_EXERCISE SET_
a: In the forum thread about a Roku 2 showing no picture, explain why the source turns down flagged content when HDCP can't tell what kind of device it is connected to. Answer in one to three sentences.
b: Write the next part of the Roku 2 no-picture forum thread, starting after its last post.

___ DOCUMENT SECTION

# ROKU 2 no picture.



## SeaBeagle

When I use ROKU with a HDMI hookup I hear sound and no video. The HDMI
connection is fine because I can see all the menues. Looked at more than one
channel on ROKUS all channels did not have and video.When I hook up other
devices with the same HDMI line that video from those devices is fine. Any idea
what would cause this.I have ROKU 2.


Sent from my iPad 4 128GB using DBSTalk mobile app


----------



## sigma1914

I had that before - had to use a different HDMI port on the TV.


----------



## SeaBeagle

I will see if that works. Strange that the menus show up and the videos do not.


Sent from my iPad 4 128GB using DBSTalk mobile app


----------



## sigma1914

It's copyright protection BS.


----------



## Rich

sigma1914 said:


> It's copyright protection BS.


I don't really understand that. Could you expand on that answer? I don't doubt you, I've never understood the whole copyright thing.

Rich


----------



## sigma1914

Usually it's this screen.










Roku can be really finicky with HDMI so try a reboot or other cable.


----------



## SeaBeagle

sigma1914 said:


> Usually it's this screen.
> 
> 
> 
> 
> 
> 
> 
> 
> 
> 
> Roku can be really finicky with HDMI so try a reboot or other cable.


That graphic is not on the screen. Later on during the week I will change HDMI cables and/or HDMI a port.

Sent from my iPad 4 128GB using DBSTalk mobile app


----------



## harsh

Rich said:


> I don't really understand that. Could you expand on that answer?


HDMI is used to connect two kinds of destination devices:

1. Those that cannot record content (TVs, monitors, projectors)
2. Those that can (typically computer-based HDMI capture devices)

If the content is "flagged", HDCP on the source must negotiate with the destination device to see which kind it/they is/are. If the source cannot make a determination, it assumes that the device(s) can record and denies the request.

If the content provider doesn't want you making copies of their content, flagging it and calling upon HDCP to deny you is how they make that happen.

Some devices default to HDCP whether the content is flagged or not (not what is happening here) and that's just wrong.

______
___ DATA BLOCK

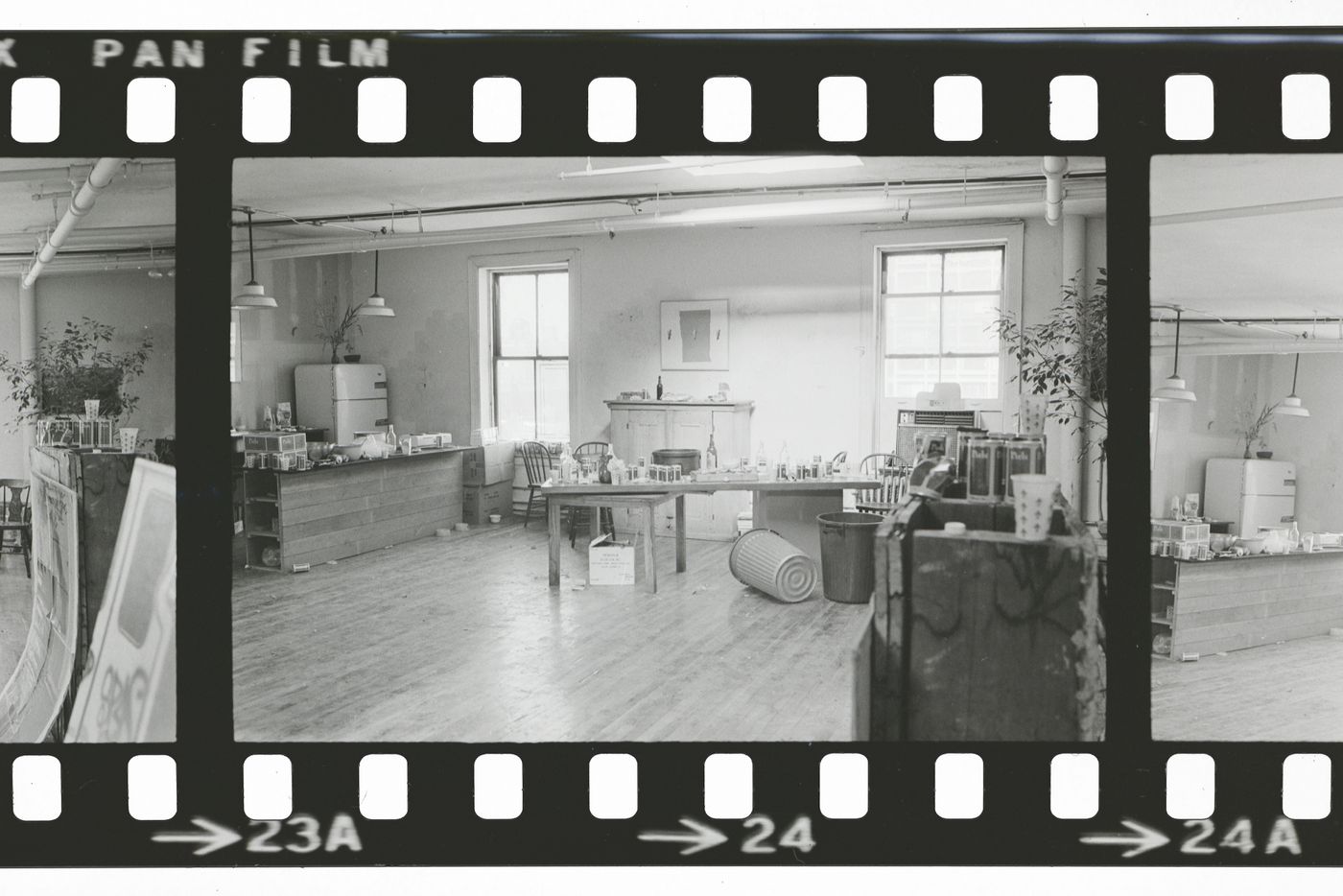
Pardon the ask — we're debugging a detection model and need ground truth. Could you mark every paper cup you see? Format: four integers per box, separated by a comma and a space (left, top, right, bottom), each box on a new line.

______

_SOLVED PROBLEMS_
a: If HDCP on the source can't determine the kind of destination device, it assumes the device can record and denies the request. Content providers flag content and rely on HDCP to deny it because they don't want you making copies.

b:
----------



## SeaBeagle

Guess what? Simple fix. I had RCA Video cables hooked to the TV as well as a HDMI connection. Took off the RCA connection and not ROKUs picture is back.

Now today for some reason the video picture is gone again.


Sent from my iPad 4 128GB using DBSTalk mobile app


----------



## harsh

SeaBeagle said:


> Sent from my iPad 4 128GB using DBSTalk mobile app


Apparently it isn't just me that has much difficulty typing on the iPad.


----------



## SeaBeagle

I purchased HDCP cables today. One reason is because on SYFY channel I saw something about HDCP.

Hoping this will ,are ROKU work again.


Sent from my iPad 4 128GB using DBSTalk mobile app


----------



## Diana C

When you say "Roku 2" is that the NEW, 3rd Gen Roku 2 (with no letters after the name) or the OLD 2nd gen Roku2 HD/XS/XD.

The older models were VERY finikey about HDMI connections and displayed a black screen when things weren't exactly right. The 3rd Gen units are more standard in their HDMI/HDCP enforcement and will display the screen above when there is an HDCP failure. If this is a 3rd Gen device, you may just have a flaky HDMI port on the Roku.


----------



## Rich

Diana C said:


> When you say "Roku 2" is that the NEW, 3rd Gen Roku 2 (with no letters after the name) or the OLD 2nd gen Roku2 HD/XS/XD.
> 
> The older models were VERY finikey about HDMI connections and displayed a black screen when things weren't exactly right. The 3rd Gen units are more standard in their HDMI/HDCP enforcement and will display the screen above when there is an HDCP failure. If this is a 3rd Gen device, you may just have a flaky HDMI port on the Roku.


This thread is not making me want to run out and buy another Roku.

Rich


----------



## SeaBeagle

ROKU is working fine used not a RCA connection to the TV. I know one thing a KODI receiver has many more options to choose from for free.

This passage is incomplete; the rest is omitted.